Material provided:
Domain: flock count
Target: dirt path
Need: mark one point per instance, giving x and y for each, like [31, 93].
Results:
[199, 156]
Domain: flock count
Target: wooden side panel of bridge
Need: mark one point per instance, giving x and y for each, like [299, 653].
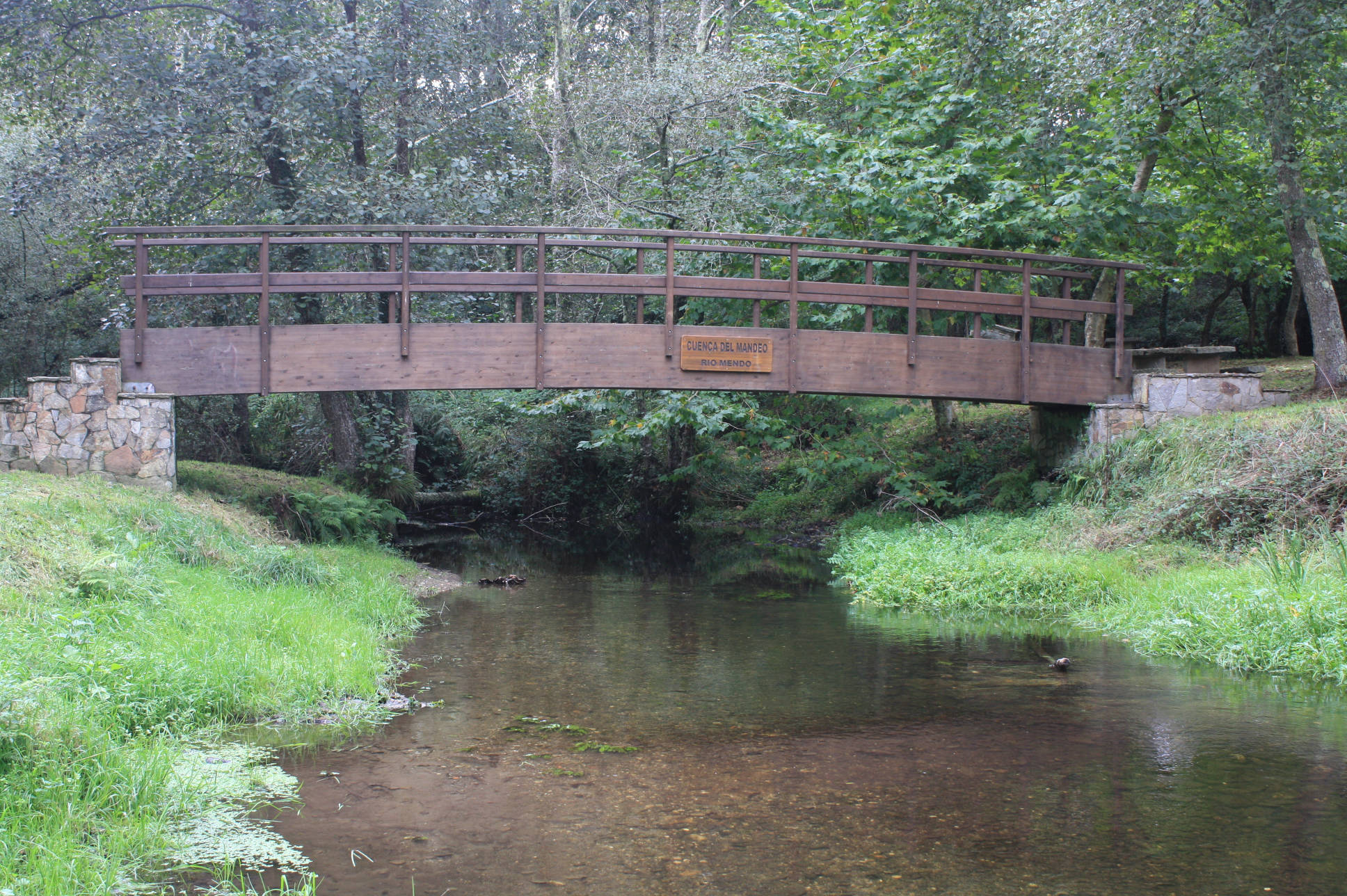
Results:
[532, 348]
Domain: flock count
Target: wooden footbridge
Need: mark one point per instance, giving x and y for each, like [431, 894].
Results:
[491, 307]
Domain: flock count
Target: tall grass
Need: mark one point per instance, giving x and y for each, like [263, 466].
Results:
[1240, 615]
[1214, 538]
[129, 621]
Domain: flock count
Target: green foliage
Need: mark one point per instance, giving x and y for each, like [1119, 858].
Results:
[982, 563]
[1227, 480]
[131, 621]
[340, 518]
[1285, 615]
[309, 509]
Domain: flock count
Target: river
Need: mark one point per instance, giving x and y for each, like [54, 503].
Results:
[788, 742]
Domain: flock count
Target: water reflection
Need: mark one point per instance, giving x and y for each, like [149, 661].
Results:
[791, 743]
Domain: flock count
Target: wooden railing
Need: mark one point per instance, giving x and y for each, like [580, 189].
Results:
[915, 278]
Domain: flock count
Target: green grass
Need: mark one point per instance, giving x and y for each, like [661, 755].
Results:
[1216, 538]
[1240, 615]
[132, 624]
[247, 486]
[888, 451]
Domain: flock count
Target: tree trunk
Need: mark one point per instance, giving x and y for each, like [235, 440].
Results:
[1108, 280]
[1211, 313]
[273, 147]
[1289, 339]
[653, 22]
[243, 429]
[1164, 314]
[407, 430]
[946, 415]
[401, 74]
[341, 429]
[1249, 299]
[706, 13]
[1325, 320]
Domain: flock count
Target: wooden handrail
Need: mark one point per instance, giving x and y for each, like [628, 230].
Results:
[400, 279]
[614, 232]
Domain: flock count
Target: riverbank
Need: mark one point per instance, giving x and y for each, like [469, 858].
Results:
[135, 631]
[1214, 538]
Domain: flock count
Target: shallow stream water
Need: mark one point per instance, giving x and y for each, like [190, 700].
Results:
[788, 743]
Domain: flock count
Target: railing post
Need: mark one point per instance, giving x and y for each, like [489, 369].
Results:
[977, 316]
[1118, 326]
[869, 309]
[406, 307]
[142, 312]
[1066, 325]
[912, 309]
[541, 312]
[392, 297]
[795, 319]
[640, 297]
[669, 297]
[758, 275]
[264, 313]
[519, 297]
[1026, 329]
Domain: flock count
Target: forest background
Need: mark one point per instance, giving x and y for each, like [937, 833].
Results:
[1200, 138]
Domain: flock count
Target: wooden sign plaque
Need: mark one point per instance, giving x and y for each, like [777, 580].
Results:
[728, 355]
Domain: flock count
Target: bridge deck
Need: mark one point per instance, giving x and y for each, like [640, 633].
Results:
[399, 353]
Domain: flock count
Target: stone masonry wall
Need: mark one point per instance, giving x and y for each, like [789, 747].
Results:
[85, 424]
[1165, 397]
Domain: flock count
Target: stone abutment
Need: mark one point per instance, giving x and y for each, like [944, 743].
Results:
[86, 424]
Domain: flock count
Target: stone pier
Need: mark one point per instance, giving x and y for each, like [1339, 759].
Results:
[1165, 397]
[85, 424]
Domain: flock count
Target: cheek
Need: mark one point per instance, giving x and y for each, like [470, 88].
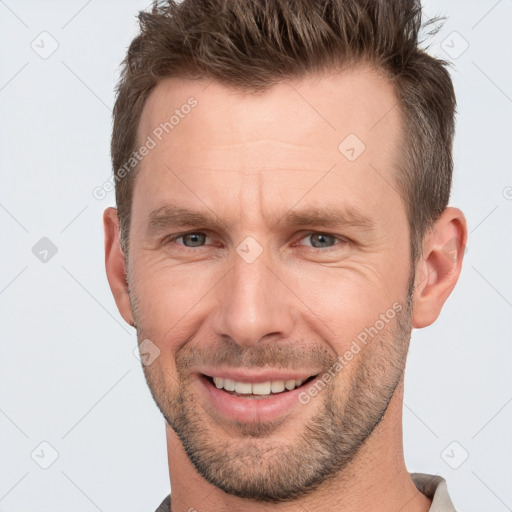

Task requirements: State how many lines of the data above contain the word "stone", giving only the number.

Solution for this task: 3